Locate every row below that contains the string "positive" and copy each of those rows in full.
Top of Data shown
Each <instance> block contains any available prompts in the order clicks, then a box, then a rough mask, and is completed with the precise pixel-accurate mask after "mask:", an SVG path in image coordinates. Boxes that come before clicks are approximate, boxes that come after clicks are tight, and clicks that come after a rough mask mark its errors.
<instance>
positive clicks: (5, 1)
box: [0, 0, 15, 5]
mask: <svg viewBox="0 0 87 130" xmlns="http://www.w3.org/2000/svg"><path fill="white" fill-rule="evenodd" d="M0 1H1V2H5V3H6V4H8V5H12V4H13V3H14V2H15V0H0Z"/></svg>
Bottom of Data shown
Top of Data shown
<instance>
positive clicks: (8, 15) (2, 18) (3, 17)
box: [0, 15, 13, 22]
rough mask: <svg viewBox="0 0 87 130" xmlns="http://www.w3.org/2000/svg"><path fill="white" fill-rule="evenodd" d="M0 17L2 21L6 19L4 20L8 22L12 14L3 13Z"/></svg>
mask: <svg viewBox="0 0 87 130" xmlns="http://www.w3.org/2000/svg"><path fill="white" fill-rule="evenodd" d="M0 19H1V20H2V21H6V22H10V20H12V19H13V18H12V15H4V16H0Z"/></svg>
Bottom of Data shown
Response area:
positive clicks: (5, 1)
positive clicks: (8, 15) (2, 18) (3, 17)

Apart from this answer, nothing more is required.